● **Testo estratto**:
______
Alla sanzione pecuniaria amministrativa comminata dall’Antitrust si può ricorrere innanzi al TAR e, in secondo grado, al Consiglio di Stato. In Italia, esiste un secondo organismo che ha poteri di accertamento e sanzionatori in tema di comunicazioni commerciali ingannevoli riconosciuto dal Codice del Consumo che è appunto lo IAP, il cui Giurì qualora stabilisca che la comunicazione commerciale non sia conforme alle norme del codice di autodisciplina emette una ingiunzione di desistenza, disponendo che le parti interessate desistano dalla stessa. L’articolo 12 “Tutela dell’ambiente naturale” del Codice di Autodisciplina censura i green claims generici, ingannevoli e non supportati da dati scientificamente verificabili. È importante osservare che, in Italia, è possibile tutelare i diritti dei consumatori con riferimento ai casi di greenwashing anche mediante la giurisdizione del giudice ordinario in materia di concorrenza sleale, a norma dell’articolo 2598 del codice civile, come previsto dal comma 15 dell’articolo 27 del Codice del Consumo.
______
● **Voci per identificare i luoghi**:
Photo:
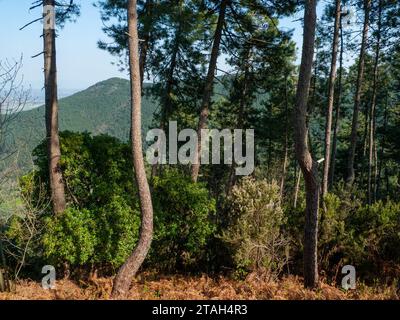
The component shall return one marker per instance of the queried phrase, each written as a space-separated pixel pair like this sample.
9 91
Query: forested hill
101 108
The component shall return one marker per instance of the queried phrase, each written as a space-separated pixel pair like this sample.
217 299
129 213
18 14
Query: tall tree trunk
144 47
382 150
372 125
296 187
308 166
286 143
167 98
331 97
338 107
51 105
357 100
124 277
208 88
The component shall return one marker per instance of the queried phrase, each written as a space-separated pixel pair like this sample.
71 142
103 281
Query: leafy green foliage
184 214
255 227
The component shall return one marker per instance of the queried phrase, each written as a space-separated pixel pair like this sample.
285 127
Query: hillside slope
102 108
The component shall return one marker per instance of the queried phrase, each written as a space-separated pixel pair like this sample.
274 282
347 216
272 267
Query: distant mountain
101 108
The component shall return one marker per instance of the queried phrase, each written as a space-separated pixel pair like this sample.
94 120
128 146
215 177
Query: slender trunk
124 277
331 97
338 107
297 188
51 105
209 85
357 100
286 143
382 150
144 47
308 166
167 100
372 142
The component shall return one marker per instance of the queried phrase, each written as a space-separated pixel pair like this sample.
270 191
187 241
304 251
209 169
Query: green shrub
118 230
183 221
70 237
254 233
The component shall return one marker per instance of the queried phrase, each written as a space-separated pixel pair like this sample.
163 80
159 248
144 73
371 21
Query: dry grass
150 287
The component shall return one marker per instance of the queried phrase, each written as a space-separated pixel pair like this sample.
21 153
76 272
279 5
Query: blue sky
80 63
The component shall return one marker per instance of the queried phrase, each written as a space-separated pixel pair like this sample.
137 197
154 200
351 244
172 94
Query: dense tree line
327 153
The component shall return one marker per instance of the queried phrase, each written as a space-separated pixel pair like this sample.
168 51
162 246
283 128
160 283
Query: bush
82 237
70 237
100 226
183 223
254 233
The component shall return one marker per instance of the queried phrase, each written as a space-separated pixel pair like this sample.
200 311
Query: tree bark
338 107
146 40
51 106
209 85
308 166
372 153
357 100
124 277
331 96
286 142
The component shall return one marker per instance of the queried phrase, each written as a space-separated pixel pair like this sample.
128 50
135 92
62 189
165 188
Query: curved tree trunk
124 277
372 125
209 85
338 107
51 105
331 97
357 100
308 166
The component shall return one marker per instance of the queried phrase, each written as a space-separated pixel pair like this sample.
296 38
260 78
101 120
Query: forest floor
147 287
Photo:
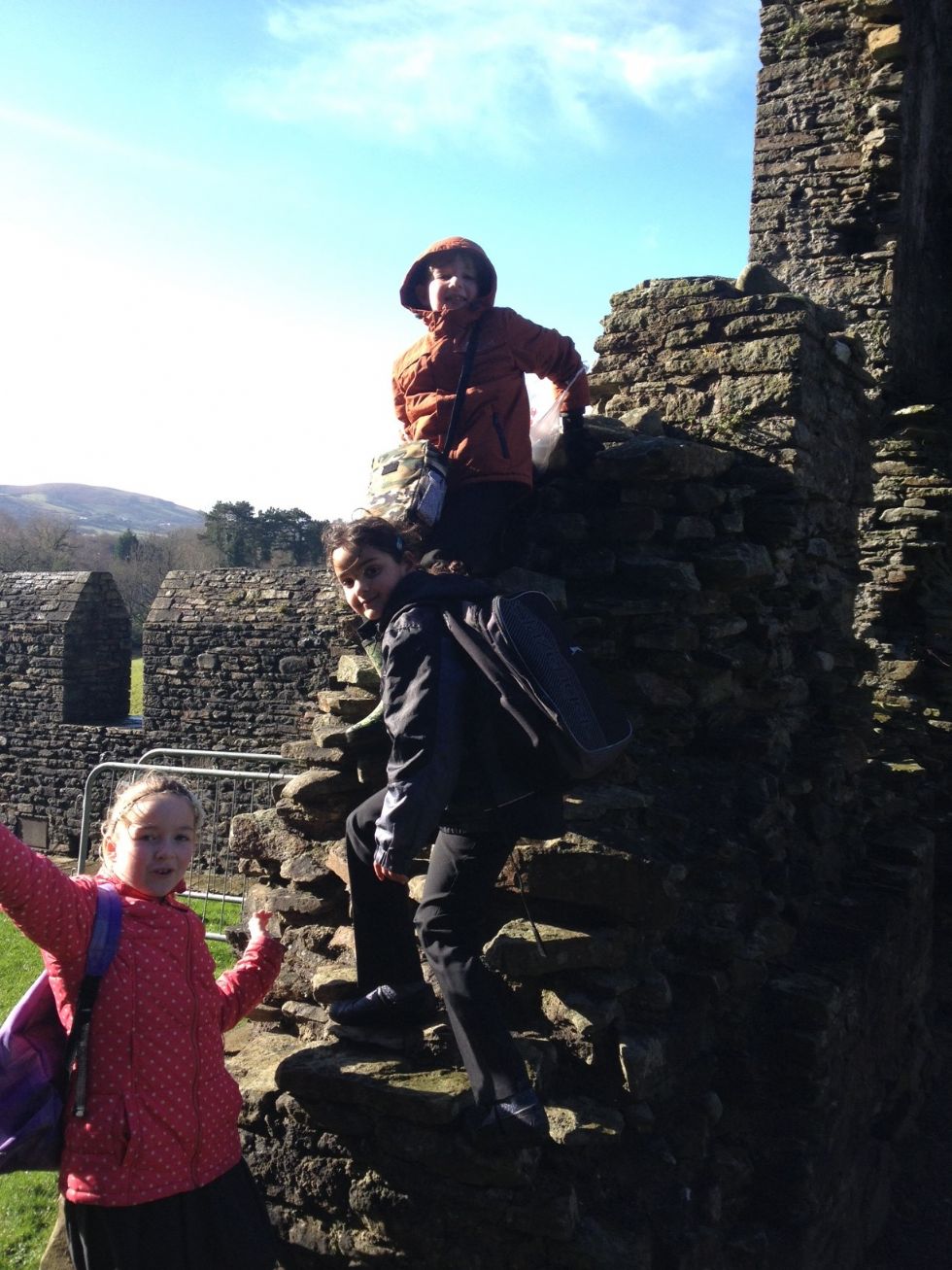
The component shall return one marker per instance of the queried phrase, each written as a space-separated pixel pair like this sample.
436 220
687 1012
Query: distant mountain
______
● **Da fare**:
Rispondi in breve a queste domande sul testo estratto.
1. A quale organo si può ricorrere in secondo grado contro la sanzione pecuniaria dell'Antitrust?
2. Che cosa emette il Giurì dello IAP quando la comunicazione commerciale non è conforme al codice di autodisciplina?
3. Quale articolo del codice civile regola la concorrenza sleale?

● **Risposta corretta**:
1. Al Consiglio di Stato.
2. Un'ingiunzione di desistenza.
3. L'articolo 2598.